### Exercise inputs:

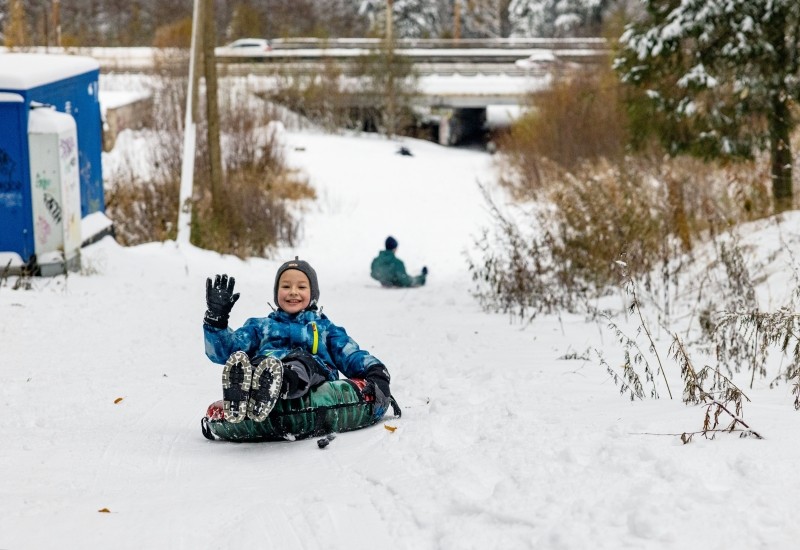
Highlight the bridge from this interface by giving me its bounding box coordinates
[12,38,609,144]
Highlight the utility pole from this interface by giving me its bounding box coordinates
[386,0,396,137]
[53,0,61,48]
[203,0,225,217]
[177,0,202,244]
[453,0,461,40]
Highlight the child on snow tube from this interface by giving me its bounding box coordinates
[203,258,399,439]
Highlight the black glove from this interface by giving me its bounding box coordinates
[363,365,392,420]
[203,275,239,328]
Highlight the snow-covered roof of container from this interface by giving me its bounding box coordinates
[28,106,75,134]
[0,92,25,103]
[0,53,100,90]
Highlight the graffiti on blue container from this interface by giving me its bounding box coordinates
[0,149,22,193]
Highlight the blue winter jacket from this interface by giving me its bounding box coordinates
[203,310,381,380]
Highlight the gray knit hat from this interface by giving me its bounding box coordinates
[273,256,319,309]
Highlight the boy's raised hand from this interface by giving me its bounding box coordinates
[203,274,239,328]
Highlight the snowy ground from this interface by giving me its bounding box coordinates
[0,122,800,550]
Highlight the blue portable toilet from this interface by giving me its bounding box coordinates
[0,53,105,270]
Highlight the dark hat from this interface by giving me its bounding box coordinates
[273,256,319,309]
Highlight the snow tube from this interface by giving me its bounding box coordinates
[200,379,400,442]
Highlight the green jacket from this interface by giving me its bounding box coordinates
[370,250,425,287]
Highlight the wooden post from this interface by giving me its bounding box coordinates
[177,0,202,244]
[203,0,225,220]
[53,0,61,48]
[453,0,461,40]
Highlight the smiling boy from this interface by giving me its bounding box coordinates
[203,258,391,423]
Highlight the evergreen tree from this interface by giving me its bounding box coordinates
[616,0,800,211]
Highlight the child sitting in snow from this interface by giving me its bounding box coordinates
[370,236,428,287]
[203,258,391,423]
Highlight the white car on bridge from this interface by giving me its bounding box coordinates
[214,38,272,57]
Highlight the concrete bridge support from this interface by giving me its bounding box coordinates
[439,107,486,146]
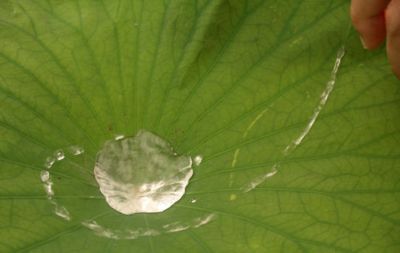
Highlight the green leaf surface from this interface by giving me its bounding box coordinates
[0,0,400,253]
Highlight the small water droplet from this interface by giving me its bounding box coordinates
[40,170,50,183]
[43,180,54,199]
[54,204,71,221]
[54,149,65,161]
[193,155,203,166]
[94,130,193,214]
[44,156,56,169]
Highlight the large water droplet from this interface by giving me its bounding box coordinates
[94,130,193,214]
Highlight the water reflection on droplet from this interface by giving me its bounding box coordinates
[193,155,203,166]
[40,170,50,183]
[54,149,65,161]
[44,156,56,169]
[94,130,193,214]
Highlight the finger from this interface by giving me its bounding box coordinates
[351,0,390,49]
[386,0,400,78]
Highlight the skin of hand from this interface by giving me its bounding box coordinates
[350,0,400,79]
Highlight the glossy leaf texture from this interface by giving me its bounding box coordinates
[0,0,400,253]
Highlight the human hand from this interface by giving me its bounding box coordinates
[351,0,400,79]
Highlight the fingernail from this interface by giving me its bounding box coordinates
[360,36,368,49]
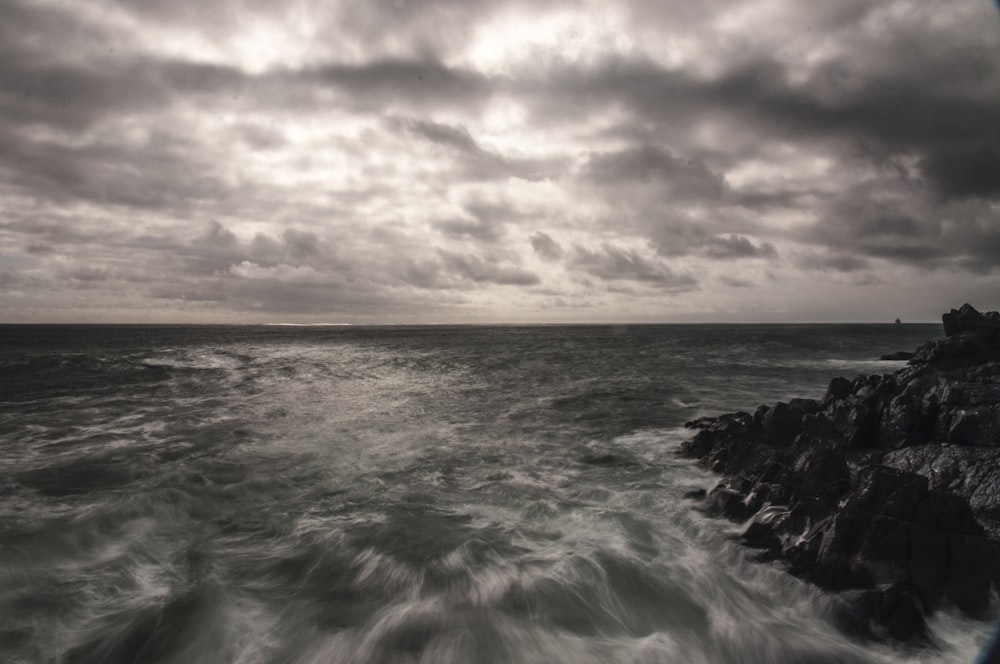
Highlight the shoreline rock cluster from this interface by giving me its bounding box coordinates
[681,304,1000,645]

### Description of the task:
Please output the stretch from the line containing "Highlight the fingernail" through the end of the material above as a JSON list of strings, one per line, with blank lines omitted and the pictures left out.

### Finished task:
[
  "Highlight the fingernail from this interface by giving me its bounding box coordinates",
  "[360,36,368,49]",
  "Highlight the shoreline rock cluster from this interface by giving me its bounding box coordinates",
  "[681,304,1000,645]"
]